What to work on
Print every line of the data below word for word, but leave out the pictures.

Given information
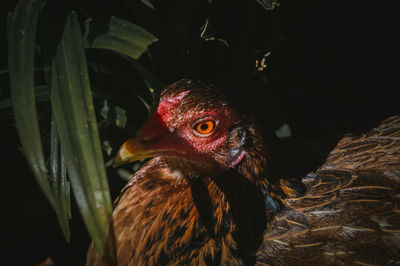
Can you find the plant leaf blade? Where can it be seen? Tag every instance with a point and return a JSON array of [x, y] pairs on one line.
[[73, 109]]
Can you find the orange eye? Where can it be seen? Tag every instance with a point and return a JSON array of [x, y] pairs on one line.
[[205, 127]]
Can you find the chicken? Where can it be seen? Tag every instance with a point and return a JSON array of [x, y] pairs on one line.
[[205, 197]]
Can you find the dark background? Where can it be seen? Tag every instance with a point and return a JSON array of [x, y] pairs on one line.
[[333, 69]]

Task solution
Can you find the plant leaf blade? Where can it be seen? Tag every instance with a point and return a JSON array of [x, y] pairs on one line.
[[73, 109]]
Can you find the orange eye? Where can it be seen? Tag every instance with a point and return a JSON array of [x, y] pairs on one line.
[[205, 127]]
Can you find the chicken? Where can it be seen? Tag every instance with a point and return a JSON array of [x, y] pairs on one line.
[[205, 197]]
Can you find the dark background? Where can it be seen? Tag every instance with a point and return a JSON array of [x, y] pairs on one line.
[[333, 69]]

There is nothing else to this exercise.